### Task requirements
Rewrite the items below, swapping each occurrence of "gold" for "golden" and keeping every other character unchanged.
►
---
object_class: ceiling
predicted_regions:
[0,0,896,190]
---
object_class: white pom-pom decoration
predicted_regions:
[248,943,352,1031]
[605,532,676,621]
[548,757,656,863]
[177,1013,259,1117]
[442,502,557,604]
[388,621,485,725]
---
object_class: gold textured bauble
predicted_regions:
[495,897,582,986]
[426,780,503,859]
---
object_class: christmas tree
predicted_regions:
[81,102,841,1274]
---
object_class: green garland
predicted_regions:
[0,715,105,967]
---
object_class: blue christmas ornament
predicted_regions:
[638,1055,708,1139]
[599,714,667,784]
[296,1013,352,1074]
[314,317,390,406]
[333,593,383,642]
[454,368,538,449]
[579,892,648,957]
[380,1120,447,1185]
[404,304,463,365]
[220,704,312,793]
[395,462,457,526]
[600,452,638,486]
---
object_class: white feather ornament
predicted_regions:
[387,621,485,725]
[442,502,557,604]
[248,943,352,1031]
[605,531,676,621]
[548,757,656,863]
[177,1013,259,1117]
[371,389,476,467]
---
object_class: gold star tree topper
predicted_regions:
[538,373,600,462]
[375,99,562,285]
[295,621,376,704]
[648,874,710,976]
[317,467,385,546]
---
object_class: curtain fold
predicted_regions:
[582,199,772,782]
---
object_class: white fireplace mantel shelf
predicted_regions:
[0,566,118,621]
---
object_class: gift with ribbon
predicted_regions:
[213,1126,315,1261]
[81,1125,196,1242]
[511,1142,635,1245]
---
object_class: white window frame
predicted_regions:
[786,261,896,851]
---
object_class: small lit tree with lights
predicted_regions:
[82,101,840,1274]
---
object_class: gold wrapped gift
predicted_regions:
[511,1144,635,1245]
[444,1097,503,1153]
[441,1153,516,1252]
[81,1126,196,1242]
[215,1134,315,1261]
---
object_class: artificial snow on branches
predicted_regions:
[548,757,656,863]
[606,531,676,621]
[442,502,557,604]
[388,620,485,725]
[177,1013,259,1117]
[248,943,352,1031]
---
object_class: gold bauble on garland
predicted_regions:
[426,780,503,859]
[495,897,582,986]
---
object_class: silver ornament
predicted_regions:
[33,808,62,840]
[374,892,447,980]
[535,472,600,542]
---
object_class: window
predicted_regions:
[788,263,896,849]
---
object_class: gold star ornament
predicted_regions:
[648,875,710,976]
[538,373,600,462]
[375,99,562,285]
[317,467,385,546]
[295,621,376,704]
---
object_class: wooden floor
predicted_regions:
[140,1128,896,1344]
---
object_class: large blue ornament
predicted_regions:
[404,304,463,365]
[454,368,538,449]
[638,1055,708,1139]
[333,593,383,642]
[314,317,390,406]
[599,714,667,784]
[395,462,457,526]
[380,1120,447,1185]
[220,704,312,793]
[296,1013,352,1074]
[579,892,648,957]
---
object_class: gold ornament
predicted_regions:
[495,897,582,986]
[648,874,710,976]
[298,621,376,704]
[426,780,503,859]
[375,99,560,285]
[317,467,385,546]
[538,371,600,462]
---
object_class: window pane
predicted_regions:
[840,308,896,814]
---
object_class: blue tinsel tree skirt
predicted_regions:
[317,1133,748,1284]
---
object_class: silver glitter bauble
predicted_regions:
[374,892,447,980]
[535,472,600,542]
◄
### Answer to this exercise
---
object_class: ceiling
predicted_regions:
[0,0,896,190]
---
object_class: white pom-pom decoration
predicted_regions:
[248,943,352,1031]
[605,532,676,621]
[548,757,656,863]
[177,1013,259,1117]
[442,502,557,604]
[388,621,485,725]
---
object_class: golden textured bauble
predicted_regions:
[495,897,582,986]
[426,780,503,859]
---
object_class: christmas tree
predicted_regions:
[81,102,841,1274]
---
object_class: green garland
predicted_regions:
[0,715,105,967]
---
object_class: blue christmas ornament
predicted_regions:
[638,1055,708,1139]
[599,714,667,784]
[296,1013,352,1074]
[314,317,390,406]
[333,593,383,642]
[454,368,538,449]
[579,892,648,957]
[380,1120,447,1185]
[404,304,463,365]
[220,704,312,793]
[395,462,457,526]
[600,452,638,486]
---
object_class: white feather ornament
predicted_regions:
[387,621,485,725]
[442,502,557,604]
[248,943,352,1031]
[605,531,676,621]
[548,757,656,863]
[177,1013,259,1117]
[371,389,476,467]
---
object_class: golden star tree topper
predicted_regions:
[538,373,600,462]
[375,99,562,285]
[295,621,376,704]
[648,874,710,976]
[317,467,385,546]
---
object_class: curtain fold
predicted_regions:
[582,199,772,782]
---
object_class: white fireplace mantel shelf
predicted_regions:
[0,566,118,621]
---
object_class: gift with ribbon
predicted_regions:
[213,1126,315,1261]
[81,1125,196,1242]
[511,1142,635,1245]
---
object_class: white window frame
predicted_regions:
[786,261,896,851]
---
object_class: small lit tree with lights
predicted_regions:
[82,101,840,1274]
---
object_class: golden wrapped gift
predicted_regions:
[511,1144,635,1245]
[444,1097,503,1153]
[441,1153,516,1252]
[81,1126,196,1242]
[215,1134,315,1261]
---
object_class: artificial snow on branches
predicted_regions:
[548,757,656,863]
[606,531,676,621]
[442,502,557,604]
[388,620,485,725]
[177,1013,259,1117]
[248,943,352,1031]
---
object_class: golden bauble on garland
predicted_regions:
[426,780,503,859]
[495,897,582,986]
---
object_class: silver ornament
predicted_regions:
[33,808,62,840]
[374,892,447,980]
[535,472,600,542]
---
object_class: window
predicted_regions:
[788,263,896,849]
---
object_class: golden star ornament
predicted_regions:
[648,875,710,976]
[538,373,600,462]
[375,99,562,285]
[317,467,385,546]
[295,621,376,704]
---
object_class: wooden floor
predicted_regions:
[140,1128,896,1344]
---
object_class: large blue ornament
predicted_regions:
[404,304,463,365]
[454,368,538,449]
[638,1055,708,1139]
[333,593,383,642]
[314,317,390,406]
[599,714,667,784]
[395,462,457,526]
[380,1120,447,1185]
[220,704,312,793]
[296,1013,352,1074]
[579,892,648,957]
---
object_class: golden ornament
predicted_regions:
[495,897,582,986]
[648,874,710,976]
[298,621,376,704]
[426,780,503,859]
[375,99,560,285]
[317,467,385,546]
[538,371,600,462]
---
object_class: window pane
predicted_regions:
[840,308,896,814]
---
object_class: blue tinsel tree skirt
predicted_regions:
[317,1133,748,1284]
---
object_class: silver glitter bauble
predicted_regions:
[374,892,447,980]
[535,472,600,542]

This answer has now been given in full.